Stored data section start

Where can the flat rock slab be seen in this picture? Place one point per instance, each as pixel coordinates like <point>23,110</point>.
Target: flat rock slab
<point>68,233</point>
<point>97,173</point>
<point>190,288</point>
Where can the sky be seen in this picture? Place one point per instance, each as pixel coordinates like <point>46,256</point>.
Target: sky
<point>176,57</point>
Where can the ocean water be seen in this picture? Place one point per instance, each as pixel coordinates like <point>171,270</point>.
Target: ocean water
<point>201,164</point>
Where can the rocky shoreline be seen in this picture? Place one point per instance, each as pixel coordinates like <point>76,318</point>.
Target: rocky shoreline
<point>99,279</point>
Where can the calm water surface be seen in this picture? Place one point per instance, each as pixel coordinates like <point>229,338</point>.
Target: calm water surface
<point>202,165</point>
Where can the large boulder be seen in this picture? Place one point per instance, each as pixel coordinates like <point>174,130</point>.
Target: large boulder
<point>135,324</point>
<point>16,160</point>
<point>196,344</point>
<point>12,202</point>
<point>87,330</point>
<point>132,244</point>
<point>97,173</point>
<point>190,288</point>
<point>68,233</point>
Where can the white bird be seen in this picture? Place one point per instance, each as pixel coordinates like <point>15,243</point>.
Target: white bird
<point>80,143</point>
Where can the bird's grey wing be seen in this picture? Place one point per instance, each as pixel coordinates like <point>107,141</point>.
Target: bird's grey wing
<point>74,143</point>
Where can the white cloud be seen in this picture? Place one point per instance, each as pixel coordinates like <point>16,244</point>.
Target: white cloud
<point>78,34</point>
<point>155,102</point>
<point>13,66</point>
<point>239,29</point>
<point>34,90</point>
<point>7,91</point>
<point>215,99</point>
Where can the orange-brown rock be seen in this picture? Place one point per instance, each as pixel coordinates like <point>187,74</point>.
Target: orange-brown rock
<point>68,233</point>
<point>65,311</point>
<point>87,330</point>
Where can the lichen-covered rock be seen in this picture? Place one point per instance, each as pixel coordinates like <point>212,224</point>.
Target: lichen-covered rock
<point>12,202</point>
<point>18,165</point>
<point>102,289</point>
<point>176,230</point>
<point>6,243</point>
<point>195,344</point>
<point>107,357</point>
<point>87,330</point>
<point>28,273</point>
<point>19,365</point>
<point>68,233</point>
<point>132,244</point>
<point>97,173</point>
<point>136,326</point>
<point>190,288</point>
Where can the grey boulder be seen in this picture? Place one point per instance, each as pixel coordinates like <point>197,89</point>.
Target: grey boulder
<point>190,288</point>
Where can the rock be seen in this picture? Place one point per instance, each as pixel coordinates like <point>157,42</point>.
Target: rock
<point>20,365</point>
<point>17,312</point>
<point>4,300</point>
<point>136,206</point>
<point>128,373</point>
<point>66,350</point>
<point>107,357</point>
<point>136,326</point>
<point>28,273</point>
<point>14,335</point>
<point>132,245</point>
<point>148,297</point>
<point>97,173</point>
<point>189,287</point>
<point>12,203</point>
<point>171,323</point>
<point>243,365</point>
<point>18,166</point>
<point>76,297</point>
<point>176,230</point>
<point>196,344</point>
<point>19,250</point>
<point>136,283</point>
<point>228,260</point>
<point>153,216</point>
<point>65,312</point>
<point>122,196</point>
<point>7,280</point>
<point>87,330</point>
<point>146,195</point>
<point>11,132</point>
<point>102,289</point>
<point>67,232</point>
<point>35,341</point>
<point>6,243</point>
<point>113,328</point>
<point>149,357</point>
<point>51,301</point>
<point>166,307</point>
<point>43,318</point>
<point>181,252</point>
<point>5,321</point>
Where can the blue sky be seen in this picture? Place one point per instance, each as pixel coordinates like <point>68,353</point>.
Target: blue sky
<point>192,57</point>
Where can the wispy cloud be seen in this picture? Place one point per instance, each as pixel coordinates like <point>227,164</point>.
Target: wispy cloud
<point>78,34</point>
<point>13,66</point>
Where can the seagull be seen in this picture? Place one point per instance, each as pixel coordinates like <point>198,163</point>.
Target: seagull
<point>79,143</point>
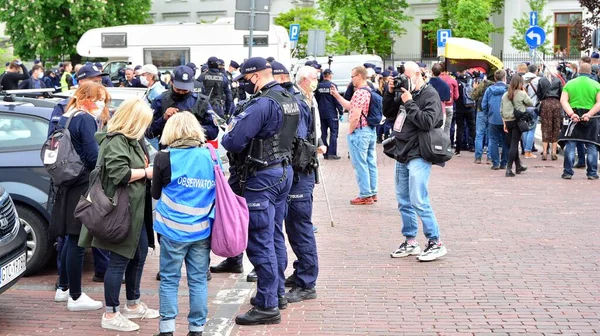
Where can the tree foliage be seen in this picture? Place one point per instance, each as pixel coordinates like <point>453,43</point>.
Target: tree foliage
<point>522,24</point>
<point>367,24</point>
<point>466,18</point>
<point>51,28</point>
<point>585,28</point>
<point>311,18</point>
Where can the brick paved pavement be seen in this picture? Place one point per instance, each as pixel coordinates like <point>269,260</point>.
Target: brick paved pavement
<point>522,259</point>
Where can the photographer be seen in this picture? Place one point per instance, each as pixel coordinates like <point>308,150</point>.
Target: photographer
<point>422,112</point>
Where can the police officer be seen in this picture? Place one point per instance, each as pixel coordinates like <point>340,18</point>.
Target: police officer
<point>259,141</point>
<point>329,111</point>
<point>216,88</point>
<point>180,97</point>
<point>298,221</point>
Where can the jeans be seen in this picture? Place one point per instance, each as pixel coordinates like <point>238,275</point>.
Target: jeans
<point>132,268</point>
<point>497,137</point>
<point>529,136</point>
<point>361,144</point>
<point>71,268</point>
<point>172,256</point>
<point>481,133</point>
<point>412,179</point>
<point>592,158</point>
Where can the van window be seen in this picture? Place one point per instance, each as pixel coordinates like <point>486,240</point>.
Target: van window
<point>167,58</point>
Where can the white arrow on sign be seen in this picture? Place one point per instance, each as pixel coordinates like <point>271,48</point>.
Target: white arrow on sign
<point>535,36</point>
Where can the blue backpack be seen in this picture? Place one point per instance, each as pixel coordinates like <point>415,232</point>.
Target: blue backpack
<point>375,108</point>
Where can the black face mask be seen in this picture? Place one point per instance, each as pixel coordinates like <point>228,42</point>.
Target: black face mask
<point>180,97</point>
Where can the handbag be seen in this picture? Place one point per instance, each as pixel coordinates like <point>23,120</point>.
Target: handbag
<point>229,234</point>
<point>107,219</point>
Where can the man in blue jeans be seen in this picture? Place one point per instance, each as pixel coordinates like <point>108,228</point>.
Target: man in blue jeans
<point>490,108</point>
<point>362,137</point>
<point>424,111</point>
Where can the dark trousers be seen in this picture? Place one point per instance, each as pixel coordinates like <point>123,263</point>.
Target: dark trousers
<point>71,265</point>
<point>132,268</point>
<point>331,125</point>
<point>514,137</point>
<point>461,118</point>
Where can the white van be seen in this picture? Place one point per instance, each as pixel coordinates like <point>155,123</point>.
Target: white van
<point>341,66</point>
<point>168,45</point>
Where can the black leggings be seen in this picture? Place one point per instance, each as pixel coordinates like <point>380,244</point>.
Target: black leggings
<point>513,137</point>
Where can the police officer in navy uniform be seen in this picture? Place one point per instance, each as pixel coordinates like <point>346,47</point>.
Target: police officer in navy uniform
<point>217,88</point>
<point>298,221</point>
<point>182,98</point>
<point>329,110</point>
<point>260,141</point>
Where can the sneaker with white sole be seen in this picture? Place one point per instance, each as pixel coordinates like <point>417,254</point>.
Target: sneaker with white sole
<point>142,311</point>
<point>61,296</point>
<point>119,323</point>
<point>406,249</point>
<point>84,302</point>
<point>433,251</point>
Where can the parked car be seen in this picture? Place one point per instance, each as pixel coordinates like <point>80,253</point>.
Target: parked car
<point>23,130</point>
<point>13,243</point>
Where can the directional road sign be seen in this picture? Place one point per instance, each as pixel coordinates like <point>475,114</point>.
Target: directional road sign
<point>533,18</point>
<point>535,37</point>
<point>443,35</point>
<point>294,32</point>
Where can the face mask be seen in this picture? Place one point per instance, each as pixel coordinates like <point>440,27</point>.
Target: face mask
<point>144,81</point>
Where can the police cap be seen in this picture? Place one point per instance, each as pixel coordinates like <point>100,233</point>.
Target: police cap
<point>183,78</point>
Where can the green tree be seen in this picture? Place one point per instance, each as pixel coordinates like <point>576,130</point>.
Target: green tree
<point>521,25</point>
<point>466,18</point>
<point>52,28</point>
<point>367,23</point>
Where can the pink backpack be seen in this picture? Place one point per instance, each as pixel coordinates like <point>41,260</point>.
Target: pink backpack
<point>229,236</point>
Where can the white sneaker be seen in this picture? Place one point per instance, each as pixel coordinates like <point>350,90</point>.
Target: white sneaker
<point>61,296</point>
<point>119,323</point>
<point>83,303</point>
<point>142,312</point>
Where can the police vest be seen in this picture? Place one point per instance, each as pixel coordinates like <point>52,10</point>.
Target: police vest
<point>184,211</point>
<point>198,109</point>
<point>213,85</point>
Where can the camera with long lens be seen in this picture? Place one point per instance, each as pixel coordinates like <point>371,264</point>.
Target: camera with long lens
<point>401,81</point>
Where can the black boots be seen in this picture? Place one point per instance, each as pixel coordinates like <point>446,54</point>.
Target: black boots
<point>257,315</point>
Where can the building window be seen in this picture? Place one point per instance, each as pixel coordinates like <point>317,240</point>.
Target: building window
<point>565,36</point>
<point>428,46</point>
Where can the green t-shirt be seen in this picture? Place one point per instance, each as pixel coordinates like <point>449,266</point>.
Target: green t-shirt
<point>582,92</point>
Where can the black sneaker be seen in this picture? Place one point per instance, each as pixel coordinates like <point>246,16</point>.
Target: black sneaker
<point>433,251</point>
<point>298,294</point>
<point>282,302</point>
<point>227,266</point>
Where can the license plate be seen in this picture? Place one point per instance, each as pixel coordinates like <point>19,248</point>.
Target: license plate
<point>13,269</point>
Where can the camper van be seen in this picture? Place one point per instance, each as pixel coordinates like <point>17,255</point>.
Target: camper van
<point>341,66</point>
<point>168,45</point>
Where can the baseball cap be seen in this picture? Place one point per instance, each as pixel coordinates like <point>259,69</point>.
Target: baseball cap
<point>89,71</point>
<point>149,68</point>
<point>279,69</point>
<point>183,78</point>
<point>252,65</point>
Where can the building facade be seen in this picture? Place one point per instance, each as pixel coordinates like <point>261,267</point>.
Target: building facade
<point>209,10</point>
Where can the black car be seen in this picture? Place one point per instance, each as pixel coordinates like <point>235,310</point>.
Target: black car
<point>23,130</point>
<point>13,243</point>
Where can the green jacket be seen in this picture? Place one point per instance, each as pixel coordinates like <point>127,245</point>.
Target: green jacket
<point>120,156</point>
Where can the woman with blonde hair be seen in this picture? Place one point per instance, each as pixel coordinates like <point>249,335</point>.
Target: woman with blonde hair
<point>85,113</point>
<point>184,183</point>
<point>125,163</point>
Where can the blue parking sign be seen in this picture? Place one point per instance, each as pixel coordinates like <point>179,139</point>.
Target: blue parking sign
<point>294,32</point>
<point>443,35</point>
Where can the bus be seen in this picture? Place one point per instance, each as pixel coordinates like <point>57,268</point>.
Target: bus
<point>168,45</point>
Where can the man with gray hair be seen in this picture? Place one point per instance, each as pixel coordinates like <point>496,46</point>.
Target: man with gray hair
<point>423,112</point>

Stored data section end

## Assigned task:
Set down, unchanged, only those lines above that fall between the line with "Where can the orange-brown" and the line with "Where can the rock be", the two end lines included.

## Written response:
Where can the orange-brown rock be seen in this picture? Place one point per instance, each as pixel coordinates like <point>187,74</point>.
Target: orange-brown rock
<point>68,233</point>
<point>65,311</point>
<point>87,330</point>
Where can the lichen-covered rock be seen in this picture? Place one point per instance, each as pixel coordinates like <point>212,224</point>.
Target: lichen-covered rock
<point>12,202</point>
<point>18,165</point>
<point>102,289</point>
<point>176,230</point>
<point>6,243</point>
<point>195,344</point>
<point>107,357</point>
<point>87,330</point>
<point>28,273</point>
<point>19,365</point>
<point>68,233</point>
<point>132,244</point>
<point>97,173</point>
<point>136,326</point>
<point>190,288</point>
Where can the grey boulder be seen in this picture? Place one point per instance, each as pixel coordinates like <point>197,89</point>.
Target: grey boulder
<point>190,288</point>
Where can the rock be seen in this picture? Place one point per instance, each as pixel coordinates like <point>157,42</point>.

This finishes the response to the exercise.